*** Opening Information given ***

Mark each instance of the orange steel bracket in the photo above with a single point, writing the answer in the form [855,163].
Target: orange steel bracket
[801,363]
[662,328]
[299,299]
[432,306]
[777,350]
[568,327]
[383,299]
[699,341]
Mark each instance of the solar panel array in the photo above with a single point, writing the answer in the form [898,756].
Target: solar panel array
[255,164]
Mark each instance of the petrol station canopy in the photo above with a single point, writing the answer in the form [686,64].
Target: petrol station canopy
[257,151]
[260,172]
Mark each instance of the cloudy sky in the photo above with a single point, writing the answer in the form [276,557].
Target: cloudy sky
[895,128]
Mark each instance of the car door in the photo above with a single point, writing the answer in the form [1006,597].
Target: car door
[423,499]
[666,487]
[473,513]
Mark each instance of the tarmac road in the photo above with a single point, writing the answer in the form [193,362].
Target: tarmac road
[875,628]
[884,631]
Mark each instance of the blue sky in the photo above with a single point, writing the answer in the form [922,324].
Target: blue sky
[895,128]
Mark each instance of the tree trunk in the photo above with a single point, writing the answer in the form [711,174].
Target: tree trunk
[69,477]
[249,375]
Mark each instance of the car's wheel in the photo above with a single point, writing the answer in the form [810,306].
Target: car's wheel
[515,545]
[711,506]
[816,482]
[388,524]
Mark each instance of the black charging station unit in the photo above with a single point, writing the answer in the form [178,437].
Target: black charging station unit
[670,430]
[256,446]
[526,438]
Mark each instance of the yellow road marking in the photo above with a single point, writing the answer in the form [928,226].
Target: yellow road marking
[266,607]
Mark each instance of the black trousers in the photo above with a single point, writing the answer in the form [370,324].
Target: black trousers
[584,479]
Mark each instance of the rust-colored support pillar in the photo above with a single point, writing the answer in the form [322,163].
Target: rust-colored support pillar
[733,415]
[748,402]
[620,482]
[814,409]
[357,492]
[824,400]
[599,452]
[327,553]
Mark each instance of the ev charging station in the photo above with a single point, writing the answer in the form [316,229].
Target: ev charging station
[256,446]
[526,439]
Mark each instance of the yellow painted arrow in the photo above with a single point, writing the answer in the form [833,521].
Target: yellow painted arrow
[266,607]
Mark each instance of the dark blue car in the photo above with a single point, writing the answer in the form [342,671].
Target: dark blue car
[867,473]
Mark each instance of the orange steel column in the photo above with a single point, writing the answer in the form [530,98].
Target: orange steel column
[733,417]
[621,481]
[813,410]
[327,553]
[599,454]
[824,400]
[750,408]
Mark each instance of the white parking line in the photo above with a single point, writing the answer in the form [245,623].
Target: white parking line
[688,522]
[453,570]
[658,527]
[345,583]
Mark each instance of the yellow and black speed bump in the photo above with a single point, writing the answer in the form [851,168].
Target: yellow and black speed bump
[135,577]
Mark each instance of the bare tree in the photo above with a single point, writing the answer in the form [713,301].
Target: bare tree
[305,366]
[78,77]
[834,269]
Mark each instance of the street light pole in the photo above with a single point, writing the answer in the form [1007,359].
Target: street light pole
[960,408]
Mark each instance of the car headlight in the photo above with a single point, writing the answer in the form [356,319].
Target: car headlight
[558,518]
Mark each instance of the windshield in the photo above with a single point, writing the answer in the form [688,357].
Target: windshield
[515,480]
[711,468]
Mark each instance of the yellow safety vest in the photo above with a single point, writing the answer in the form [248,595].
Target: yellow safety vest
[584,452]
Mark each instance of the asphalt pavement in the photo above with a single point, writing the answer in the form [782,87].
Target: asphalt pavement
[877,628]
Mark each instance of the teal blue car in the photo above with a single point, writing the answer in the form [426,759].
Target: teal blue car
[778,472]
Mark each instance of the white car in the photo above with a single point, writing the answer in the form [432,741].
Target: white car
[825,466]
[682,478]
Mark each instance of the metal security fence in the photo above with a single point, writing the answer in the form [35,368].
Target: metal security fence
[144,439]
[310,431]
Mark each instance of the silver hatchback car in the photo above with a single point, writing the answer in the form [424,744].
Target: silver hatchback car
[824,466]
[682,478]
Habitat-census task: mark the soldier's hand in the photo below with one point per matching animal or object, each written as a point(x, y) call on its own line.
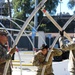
point(12, 50)
point(61, 33)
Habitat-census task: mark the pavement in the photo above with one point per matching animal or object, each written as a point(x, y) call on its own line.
point(24, 67)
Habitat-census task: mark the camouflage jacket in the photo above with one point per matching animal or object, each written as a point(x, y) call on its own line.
point(39, 61)
point(3, 58)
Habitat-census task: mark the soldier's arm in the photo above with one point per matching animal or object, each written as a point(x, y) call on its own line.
point(68, 47)
point(39, 61)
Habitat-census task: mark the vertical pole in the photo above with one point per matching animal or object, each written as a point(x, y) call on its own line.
point(36, 17)
point(60, 8)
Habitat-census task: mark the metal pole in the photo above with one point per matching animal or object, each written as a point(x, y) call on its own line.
point(36, 17)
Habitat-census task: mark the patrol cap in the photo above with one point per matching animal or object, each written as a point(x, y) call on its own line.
point(44, 46)
point(3, 32)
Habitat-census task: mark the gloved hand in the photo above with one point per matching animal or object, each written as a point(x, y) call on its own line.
point(61, 33)
point(12, 50)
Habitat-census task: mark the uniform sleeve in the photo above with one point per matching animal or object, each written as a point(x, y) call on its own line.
point(39, 60)
point(57, 52)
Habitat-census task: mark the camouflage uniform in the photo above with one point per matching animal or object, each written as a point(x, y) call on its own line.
point(39, 61)
point(4, 57)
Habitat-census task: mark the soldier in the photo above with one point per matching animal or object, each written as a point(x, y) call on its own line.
point(40, 57)
point(68, 47)
point(4, 54)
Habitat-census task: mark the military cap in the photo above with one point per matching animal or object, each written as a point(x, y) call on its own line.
point(3, 32)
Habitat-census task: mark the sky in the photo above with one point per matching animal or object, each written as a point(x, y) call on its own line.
point(64, 7)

*** Closing Information given ***

Exactly reproduce the lines of the data above that run from the line containing "Habitat-census task: mark the sky" through the final one.

Habitat-census task: mark the sky in the photo above with one point per matching animal or object, each written as a point(x, y) call on its own line.
point(64, 7)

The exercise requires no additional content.